====== LISTED RECORDS ======

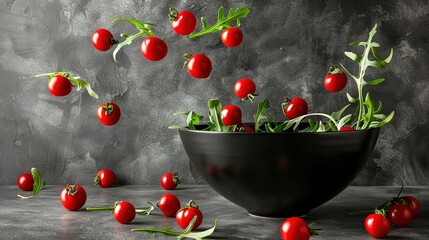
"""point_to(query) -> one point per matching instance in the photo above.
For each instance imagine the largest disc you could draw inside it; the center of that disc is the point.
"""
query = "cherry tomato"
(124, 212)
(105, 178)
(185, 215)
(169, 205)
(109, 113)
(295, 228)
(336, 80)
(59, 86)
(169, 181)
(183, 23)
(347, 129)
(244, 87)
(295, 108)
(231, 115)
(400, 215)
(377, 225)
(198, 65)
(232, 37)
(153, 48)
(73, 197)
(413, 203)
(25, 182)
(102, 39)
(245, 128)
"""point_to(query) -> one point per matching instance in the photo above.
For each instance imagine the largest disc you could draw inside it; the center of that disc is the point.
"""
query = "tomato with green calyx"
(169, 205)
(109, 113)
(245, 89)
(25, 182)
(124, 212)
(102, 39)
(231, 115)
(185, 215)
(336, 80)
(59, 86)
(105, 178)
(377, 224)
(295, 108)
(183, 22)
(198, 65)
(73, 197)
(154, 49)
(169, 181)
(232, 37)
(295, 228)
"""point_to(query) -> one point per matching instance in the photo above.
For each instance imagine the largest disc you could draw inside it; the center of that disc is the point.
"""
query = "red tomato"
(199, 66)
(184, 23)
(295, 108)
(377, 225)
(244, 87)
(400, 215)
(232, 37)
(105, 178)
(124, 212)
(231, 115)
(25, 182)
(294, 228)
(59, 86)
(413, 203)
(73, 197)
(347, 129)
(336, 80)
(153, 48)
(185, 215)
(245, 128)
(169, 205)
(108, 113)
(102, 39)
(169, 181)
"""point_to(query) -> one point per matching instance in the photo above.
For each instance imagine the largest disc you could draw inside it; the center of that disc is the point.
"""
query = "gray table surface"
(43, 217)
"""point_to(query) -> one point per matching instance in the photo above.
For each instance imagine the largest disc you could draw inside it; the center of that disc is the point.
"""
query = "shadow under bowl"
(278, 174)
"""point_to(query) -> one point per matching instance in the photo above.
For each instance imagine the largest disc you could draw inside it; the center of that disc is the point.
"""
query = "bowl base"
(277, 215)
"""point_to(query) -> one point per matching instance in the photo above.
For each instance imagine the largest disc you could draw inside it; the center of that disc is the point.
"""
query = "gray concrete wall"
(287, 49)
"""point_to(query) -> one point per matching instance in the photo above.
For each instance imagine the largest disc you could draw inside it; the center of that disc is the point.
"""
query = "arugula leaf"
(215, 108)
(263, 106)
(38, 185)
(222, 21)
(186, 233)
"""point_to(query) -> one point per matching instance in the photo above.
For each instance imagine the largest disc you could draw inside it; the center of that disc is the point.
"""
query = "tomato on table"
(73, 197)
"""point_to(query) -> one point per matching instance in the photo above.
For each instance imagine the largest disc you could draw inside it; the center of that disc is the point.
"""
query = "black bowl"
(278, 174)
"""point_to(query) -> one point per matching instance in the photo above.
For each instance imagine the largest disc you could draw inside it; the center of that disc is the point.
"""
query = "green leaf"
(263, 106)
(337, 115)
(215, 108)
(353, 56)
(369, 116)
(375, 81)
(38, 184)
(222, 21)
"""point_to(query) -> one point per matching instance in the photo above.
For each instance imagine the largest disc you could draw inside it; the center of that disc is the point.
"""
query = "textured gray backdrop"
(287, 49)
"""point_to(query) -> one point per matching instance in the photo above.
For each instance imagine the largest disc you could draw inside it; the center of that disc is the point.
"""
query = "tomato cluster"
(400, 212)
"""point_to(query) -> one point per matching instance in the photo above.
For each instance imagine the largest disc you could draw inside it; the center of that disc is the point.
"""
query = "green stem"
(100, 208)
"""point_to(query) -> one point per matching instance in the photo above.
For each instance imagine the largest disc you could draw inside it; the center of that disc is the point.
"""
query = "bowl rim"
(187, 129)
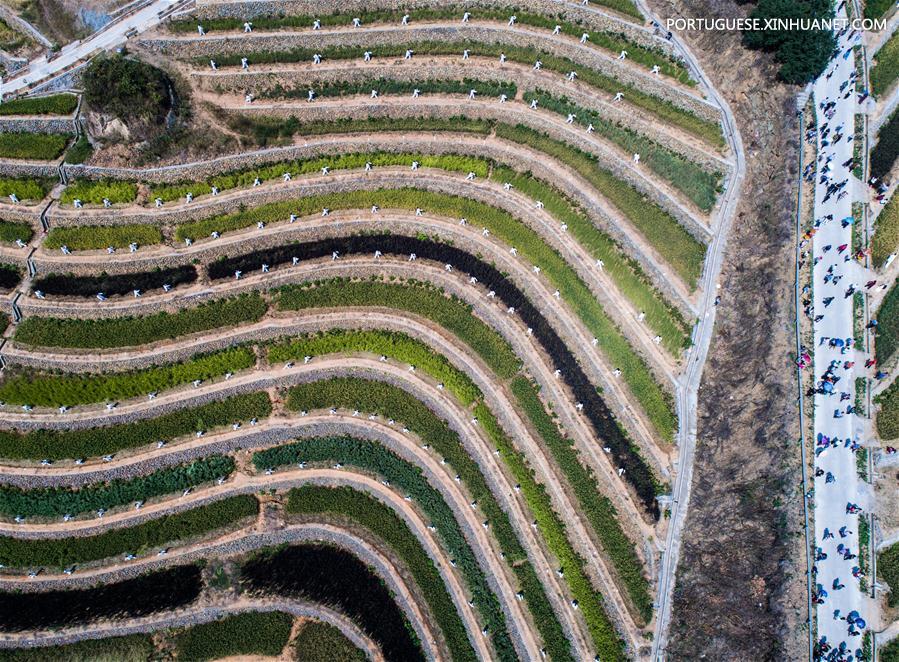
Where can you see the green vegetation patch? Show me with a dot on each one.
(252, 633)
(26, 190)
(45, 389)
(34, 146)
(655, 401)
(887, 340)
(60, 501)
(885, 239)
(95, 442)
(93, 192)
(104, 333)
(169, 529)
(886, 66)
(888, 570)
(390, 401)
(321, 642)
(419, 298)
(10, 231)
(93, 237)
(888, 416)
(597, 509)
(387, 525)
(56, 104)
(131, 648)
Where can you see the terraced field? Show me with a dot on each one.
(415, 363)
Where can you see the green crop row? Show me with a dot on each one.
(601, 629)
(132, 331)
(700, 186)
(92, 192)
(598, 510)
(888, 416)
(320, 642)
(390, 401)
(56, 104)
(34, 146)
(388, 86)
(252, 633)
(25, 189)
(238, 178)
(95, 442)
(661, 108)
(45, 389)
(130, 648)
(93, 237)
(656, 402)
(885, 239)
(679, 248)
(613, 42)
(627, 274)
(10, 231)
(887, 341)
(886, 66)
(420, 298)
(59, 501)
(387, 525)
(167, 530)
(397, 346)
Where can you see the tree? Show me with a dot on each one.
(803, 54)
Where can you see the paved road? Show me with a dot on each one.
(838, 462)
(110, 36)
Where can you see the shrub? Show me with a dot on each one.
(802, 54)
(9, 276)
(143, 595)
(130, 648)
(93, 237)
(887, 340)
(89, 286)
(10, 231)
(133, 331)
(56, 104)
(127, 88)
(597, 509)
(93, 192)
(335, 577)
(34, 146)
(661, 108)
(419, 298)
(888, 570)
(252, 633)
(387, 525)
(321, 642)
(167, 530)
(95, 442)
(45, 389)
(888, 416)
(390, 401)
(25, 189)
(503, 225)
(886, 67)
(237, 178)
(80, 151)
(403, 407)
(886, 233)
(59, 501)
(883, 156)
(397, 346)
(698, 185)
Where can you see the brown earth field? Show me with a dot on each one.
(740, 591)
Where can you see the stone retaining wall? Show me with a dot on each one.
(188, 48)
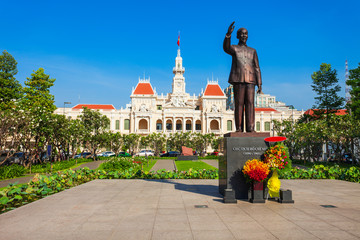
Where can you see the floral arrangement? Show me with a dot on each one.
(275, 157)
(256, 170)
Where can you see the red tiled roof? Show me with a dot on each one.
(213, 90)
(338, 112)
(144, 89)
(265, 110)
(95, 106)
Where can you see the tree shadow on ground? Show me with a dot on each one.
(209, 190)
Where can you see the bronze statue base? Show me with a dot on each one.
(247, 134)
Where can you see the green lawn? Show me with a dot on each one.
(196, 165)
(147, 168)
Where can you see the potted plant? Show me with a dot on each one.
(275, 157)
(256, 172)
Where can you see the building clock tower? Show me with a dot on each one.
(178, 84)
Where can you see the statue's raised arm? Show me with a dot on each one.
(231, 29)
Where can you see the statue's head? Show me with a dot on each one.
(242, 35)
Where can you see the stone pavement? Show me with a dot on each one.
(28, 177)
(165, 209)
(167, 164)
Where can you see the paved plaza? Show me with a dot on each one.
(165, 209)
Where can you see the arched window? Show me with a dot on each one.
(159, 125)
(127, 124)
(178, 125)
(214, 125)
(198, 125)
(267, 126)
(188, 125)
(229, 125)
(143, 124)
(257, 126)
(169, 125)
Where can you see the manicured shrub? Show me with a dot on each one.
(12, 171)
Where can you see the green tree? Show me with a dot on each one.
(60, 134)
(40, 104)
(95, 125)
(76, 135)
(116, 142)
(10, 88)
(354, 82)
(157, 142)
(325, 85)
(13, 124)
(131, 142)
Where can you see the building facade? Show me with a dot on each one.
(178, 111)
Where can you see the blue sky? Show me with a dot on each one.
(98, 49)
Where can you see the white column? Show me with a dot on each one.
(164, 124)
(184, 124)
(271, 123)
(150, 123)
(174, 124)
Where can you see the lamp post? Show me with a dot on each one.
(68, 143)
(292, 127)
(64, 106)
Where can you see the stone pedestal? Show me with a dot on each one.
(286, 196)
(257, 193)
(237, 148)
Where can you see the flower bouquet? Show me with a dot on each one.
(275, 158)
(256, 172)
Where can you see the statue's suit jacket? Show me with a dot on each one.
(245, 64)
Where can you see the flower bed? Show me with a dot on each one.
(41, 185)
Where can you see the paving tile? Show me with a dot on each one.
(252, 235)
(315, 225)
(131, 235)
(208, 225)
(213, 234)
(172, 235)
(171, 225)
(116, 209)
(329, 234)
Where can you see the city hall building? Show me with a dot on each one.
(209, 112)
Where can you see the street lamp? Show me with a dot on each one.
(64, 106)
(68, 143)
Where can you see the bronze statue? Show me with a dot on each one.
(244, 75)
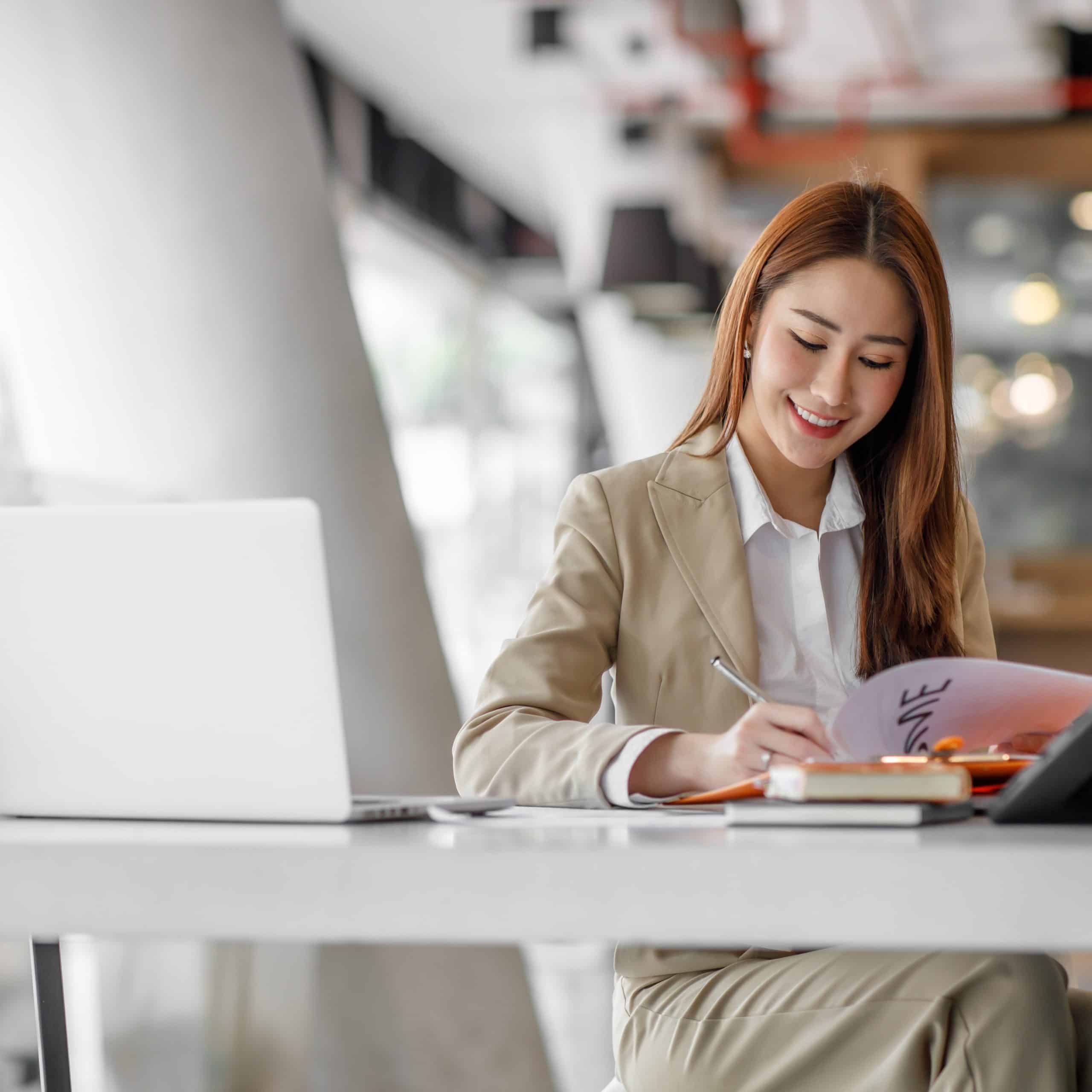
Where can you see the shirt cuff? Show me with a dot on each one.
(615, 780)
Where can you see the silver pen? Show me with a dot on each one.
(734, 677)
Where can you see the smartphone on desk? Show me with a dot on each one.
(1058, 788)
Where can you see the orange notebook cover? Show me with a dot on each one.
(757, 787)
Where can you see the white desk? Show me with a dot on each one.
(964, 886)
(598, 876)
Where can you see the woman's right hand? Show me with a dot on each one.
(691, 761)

======

▶ **AIM OF THE TASK**
Set down exactly, and only, the lines from the one holding "Where can you see the statue's suit" to the end of the records above, leaving every picture out.

▶ **TASK SOLUTION**
Where can you see the statue's suit jacket? Show me with a dot on each one.
(245, 64)
Where can you see the flower bed? Show me with a dot on each one.
(41, 185)
Where can you see the paving tile? Show me with a dot on each one.
(252, 235)
(315, 225)
(131, 235)
(208, 225)
(213, 234)
(172, 235)
(171, 225)
(116, 209)
(329, 234)
Where can you see the city hall building? Show me with a dot on each one.
(209, 112)
Where can you see the street lamp? Show me with a dot on each one.
(64, 106)
(68, 143)
Where can you see the bronze statue? Show me with a dot on each one.
(244, 75)
Where can you see the shirt cuff? Show me with a dot on each one.
(615, 780)
Where can you see the silver pen? Show me with a dot on each one.
(734, 677)
Where can you see the smartphone on desk? Show me with a dot on each one.
(1058, 788)
Where can you see the orange notebook cover? Show me with a dot on each one.
(757, 787)
Where can you see the white desk? Show me with a dot on each one.
(964, 886)
(598, 876)
Where can you see the woman's right hand? Show me with a dot on each one.
(691, 761)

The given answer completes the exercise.